◆ EXERCISE
Lay out everything from the start of the rows down to the line containing "negative clicks: (119, 2) (109, 4)", both ends included, as a numbered list with any blank lines dropped.

◆ RECORDED DATA
######

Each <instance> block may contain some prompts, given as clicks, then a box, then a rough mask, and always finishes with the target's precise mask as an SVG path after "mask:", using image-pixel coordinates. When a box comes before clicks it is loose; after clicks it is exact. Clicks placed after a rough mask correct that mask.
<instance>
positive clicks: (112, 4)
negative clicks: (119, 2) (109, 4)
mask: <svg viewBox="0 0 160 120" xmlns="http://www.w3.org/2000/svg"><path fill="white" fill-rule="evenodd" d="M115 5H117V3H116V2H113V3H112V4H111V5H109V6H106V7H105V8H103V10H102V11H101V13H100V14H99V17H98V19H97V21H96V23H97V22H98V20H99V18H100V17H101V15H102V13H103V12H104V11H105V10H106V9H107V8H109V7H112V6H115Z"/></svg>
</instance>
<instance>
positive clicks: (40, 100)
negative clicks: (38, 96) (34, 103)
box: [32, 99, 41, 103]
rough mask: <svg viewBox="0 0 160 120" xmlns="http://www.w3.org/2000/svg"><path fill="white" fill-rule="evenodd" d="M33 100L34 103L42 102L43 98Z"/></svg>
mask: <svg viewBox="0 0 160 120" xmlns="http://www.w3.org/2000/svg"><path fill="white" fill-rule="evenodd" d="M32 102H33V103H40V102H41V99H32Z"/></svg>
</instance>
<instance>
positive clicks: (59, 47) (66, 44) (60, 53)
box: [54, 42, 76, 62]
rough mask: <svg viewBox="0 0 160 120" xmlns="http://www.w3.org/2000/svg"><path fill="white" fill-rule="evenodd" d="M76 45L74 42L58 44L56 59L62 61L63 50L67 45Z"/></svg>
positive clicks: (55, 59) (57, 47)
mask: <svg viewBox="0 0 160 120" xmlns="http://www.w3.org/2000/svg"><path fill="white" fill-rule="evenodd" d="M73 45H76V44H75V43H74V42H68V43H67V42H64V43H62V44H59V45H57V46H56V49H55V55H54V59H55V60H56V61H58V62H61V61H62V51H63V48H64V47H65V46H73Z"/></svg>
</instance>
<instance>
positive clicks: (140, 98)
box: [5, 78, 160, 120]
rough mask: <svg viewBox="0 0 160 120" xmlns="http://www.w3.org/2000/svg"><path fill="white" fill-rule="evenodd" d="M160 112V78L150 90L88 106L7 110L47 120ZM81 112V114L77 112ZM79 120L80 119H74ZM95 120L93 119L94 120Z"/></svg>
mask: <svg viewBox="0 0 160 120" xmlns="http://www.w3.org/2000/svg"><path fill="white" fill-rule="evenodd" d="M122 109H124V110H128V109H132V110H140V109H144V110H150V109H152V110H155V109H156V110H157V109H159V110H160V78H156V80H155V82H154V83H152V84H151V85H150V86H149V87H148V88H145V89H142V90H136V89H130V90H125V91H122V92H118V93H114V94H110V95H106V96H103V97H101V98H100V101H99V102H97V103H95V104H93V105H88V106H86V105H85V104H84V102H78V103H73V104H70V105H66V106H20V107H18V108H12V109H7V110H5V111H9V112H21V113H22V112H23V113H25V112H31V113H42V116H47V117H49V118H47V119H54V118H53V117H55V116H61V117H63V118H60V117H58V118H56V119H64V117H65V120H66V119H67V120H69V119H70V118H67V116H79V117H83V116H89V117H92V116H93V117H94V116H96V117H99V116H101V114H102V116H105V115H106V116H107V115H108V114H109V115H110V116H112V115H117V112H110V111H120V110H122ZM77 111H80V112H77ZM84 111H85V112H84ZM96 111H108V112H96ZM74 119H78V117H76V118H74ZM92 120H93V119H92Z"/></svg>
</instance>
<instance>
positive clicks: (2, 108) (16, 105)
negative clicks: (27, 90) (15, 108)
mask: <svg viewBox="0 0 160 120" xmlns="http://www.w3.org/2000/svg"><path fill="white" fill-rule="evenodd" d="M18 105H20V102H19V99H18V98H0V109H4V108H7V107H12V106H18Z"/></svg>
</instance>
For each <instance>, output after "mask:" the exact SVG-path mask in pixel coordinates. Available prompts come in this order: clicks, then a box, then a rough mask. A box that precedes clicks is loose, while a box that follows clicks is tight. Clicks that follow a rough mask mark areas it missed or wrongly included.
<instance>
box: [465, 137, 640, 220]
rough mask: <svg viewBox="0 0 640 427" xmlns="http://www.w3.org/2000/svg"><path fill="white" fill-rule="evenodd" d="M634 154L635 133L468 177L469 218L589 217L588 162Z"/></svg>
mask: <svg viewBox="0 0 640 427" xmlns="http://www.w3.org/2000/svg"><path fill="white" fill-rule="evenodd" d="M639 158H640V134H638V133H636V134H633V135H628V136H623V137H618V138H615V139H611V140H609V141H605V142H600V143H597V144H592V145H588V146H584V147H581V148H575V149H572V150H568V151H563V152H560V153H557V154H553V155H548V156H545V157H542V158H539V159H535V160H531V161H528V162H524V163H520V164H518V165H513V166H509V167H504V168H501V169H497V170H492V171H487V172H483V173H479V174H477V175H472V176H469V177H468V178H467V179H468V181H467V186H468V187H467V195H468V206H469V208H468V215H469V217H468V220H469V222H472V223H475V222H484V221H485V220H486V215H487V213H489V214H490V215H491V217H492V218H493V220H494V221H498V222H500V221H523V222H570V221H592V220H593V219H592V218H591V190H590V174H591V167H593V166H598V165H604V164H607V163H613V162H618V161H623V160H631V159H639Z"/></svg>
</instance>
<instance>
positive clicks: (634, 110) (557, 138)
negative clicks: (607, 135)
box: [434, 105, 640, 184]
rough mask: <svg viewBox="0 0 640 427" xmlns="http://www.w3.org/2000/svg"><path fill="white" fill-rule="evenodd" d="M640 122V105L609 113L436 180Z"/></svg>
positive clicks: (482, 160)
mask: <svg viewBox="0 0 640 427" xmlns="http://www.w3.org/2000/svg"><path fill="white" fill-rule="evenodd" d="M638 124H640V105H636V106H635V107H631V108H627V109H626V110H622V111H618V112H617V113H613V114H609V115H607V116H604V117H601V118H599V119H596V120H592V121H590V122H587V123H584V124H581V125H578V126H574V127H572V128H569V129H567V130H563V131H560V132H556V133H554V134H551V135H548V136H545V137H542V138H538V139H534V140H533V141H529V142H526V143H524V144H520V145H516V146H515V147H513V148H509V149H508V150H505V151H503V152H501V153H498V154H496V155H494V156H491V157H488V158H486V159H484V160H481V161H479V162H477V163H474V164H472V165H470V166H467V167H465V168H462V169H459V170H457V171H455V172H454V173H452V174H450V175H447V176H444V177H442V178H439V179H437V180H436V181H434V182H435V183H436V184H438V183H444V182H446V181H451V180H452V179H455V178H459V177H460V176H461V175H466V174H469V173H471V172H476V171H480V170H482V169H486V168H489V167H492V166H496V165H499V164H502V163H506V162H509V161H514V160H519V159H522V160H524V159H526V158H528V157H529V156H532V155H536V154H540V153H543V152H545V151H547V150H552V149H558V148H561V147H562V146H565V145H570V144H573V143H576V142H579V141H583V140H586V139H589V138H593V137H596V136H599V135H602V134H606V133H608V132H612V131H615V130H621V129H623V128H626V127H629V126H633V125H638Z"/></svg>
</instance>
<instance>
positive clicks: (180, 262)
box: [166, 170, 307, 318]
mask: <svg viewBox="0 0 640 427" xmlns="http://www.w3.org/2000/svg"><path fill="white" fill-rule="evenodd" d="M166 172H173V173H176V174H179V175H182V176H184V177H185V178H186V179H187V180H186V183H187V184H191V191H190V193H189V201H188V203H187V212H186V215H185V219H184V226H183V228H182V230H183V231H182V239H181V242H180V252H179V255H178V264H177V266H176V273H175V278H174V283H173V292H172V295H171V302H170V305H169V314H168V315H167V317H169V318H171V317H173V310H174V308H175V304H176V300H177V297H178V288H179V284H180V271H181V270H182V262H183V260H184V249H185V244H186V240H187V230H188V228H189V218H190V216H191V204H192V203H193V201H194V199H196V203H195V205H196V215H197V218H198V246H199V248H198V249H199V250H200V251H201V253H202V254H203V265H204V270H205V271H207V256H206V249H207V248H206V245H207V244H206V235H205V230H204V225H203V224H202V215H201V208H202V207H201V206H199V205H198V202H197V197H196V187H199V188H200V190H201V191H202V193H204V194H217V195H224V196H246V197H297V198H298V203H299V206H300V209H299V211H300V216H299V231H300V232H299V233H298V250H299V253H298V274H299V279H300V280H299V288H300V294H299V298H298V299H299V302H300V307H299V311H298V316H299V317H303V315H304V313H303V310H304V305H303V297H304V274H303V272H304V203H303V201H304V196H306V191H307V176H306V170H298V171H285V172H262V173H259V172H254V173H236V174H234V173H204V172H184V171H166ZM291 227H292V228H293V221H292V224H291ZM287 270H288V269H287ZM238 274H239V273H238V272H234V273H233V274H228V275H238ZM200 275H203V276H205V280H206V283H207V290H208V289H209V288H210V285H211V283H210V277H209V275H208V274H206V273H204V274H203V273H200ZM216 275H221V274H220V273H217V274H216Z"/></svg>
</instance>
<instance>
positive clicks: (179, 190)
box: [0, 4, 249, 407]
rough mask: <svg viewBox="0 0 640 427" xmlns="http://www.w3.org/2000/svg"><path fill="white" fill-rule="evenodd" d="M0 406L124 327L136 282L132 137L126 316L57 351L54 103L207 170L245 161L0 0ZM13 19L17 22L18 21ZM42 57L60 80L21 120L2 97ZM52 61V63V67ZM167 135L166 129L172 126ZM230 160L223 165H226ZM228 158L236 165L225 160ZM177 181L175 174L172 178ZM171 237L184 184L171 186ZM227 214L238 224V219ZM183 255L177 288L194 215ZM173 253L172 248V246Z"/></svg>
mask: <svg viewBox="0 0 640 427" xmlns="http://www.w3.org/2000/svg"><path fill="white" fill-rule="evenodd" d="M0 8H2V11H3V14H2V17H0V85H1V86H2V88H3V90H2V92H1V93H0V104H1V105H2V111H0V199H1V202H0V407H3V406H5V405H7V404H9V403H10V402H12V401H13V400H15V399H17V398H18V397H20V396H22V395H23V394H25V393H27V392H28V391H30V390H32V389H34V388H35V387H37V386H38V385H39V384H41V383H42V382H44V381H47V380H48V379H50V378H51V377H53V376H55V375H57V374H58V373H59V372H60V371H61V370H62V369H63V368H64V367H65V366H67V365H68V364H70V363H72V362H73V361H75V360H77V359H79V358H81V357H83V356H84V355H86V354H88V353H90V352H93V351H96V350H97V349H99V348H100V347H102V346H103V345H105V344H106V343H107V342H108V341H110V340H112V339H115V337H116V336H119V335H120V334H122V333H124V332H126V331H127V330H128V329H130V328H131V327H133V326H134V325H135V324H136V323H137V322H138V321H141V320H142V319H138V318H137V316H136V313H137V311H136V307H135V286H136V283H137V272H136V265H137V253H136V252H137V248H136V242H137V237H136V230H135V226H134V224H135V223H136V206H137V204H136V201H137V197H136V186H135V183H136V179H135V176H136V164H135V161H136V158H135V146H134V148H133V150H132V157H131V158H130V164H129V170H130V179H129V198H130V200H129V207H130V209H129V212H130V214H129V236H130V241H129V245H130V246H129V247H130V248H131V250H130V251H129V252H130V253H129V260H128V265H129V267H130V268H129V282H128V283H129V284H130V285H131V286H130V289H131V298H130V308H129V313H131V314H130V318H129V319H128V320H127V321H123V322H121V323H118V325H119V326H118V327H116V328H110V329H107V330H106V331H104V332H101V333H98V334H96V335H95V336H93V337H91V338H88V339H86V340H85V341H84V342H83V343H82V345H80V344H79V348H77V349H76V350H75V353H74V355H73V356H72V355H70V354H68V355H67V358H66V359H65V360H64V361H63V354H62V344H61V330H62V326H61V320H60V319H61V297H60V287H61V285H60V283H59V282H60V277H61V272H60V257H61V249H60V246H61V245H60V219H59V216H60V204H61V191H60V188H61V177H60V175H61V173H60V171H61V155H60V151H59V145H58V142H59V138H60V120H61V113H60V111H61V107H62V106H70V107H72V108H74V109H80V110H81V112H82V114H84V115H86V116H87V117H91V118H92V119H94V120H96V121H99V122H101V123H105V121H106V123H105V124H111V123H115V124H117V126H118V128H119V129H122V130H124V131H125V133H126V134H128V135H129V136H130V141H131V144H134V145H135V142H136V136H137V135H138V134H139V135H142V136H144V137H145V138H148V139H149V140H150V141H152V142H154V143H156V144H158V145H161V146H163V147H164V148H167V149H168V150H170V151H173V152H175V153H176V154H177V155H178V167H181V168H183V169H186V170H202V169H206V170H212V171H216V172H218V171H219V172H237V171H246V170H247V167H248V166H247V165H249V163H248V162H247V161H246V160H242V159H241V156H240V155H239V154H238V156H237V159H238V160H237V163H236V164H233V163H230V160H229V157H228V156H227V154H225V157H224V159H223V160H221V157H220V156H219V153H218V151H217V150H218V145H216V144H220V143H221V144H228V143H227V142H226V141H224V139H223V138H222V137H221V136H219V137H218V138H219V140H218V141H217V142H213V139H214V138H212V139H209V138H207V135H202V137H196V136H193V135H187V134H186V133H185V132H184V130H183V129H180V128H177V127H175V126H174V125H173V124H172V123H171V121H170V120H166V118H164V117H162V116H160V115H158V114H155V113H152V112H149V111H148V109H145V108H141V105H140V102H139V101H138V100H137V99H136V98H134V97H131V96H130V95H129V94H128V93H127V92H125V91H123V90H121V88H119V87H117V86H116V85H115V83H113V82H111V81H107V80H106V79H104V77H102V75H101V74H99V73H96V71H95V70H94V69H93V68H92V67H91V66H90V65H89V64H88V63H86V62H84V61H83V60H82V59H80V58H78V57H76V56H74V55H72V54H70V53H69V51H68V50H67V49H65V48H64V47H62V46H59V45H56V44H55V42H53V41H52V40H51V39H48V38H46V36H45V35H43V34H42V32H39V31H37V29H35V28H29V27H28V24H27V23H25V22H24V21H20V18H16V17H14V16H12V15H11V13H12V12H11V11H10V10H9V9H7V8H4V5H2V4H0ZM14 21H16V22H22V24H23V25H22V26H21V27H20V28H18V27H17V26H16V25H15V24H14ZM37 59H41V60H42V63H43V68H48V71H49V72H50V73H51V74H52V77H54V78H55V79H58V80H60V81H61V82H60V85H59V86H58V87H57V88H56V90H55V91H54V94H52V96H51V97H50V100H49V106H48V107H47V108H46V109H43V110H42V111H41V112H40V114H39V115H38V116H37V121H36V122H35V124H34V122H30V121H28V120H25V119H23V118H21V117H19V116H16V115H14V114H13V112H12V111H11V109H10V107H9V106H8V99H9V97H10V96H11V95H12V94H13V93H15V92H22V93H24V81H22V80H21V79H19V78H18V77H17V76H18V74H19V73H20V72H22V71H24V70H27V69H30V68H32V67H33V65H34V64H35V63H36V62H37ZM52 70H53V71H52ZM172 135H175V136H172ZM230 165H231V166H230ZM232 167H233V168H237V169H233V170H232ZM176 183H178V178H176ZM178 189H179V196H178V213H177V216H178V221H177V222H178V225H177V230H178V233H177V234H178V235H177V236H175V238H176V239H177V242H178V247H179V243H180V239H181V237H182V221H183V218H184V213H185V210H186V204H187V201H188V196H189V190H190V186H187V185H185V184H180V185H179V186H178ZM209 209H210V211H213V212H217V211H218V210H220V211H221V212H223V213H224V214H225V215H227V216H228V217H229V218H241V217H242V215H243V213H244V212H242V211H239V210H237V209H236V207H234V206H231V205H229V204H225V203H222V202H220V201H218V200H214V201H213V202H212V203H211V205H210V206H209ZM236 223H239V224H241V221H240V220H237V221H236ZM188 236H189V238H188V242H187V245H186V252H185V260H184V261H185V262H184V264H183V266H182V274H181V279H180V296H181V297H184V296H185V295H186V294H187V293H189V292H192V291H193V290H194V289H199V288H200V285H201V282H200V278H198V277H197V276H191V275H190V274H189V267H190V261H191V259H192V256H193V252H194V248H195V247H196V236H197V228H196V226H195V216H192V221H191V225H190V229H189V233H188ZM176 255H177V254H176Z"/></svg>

######

◆ TASK SOLUTION
1. Each <instance> block may contain some prompts, given as clicks, then a box, then a rough mask, and always finishes with the target's precise mask as an SVG path after "mask:", using image-pixel coordinates. When a box comes before clicks it is loose; after clicks it is exact. Clicks placed after a rough mask correct that mask.
2. <instance>
3. positive clicks: (112, 4)
4. negative clicks: (119, 2) (109, 4)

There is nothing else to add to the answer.